- Task to complete:
Find every line in the records below that contains the string "target", matching case exactly, and copy each of those lines.

(Dataset records)
%%

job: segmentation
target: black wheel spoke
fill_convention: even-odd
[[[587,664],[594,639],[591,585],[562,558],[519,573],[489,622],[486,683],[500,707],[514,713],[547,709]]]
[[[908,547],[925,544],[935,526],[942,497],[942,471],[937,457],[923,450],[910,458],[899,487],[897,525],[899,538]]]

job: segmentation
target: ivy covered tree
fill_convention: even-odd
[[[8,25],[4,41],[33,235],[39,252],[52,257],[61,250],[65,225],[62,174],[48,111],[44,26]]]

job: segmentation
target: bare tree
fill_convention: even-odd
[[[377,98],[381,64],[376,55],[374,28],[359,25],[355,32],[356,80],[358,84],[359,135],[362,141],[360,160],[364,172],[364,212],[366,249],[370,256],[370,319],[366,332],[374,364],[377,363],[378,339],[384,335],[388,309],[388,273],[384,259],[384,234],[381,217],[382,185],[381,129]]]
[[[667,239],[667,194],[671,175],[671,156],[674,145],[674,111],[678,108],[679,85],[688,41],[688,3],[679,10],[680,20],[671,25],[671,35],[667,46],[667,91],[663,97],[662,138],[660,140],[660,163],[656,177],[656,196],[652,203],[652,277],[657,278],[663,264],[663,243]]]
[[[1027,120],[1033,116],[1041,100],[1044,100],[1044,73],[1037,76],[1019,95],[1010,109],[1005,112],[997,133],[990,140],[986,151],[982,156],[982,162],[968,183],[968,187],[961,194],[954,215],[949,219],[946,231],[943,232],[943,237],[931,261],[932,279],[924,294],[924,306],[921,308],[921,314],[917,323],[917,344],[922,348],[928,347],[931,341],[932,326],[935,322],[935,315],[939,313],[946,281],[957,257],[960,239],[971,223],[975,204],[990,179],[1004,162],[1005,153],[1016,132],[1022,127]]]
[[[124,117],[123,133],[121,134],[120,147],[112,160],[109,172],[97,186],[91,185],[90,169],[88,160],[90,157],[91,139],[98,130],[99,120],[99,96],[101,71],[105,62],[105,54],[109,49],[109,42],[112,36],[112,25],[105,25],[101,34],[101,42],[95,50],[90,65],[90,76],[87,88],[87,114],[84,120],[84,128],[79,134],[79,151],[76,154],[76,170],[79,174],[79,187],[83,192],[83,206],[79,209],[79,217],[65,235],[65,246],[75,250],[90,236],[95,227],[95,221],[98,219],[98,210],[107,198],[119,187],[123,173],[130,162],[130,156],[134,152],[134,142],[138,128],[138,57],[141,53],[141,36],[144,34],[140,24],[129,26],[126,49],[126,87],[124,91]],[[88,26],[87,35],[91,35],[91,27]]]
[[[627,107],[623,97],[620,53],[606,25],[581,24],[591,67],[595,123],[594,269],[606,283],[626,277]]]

%%

- Written solution:
target: black wheel spoke
target: ivy covered tree
target: bare tree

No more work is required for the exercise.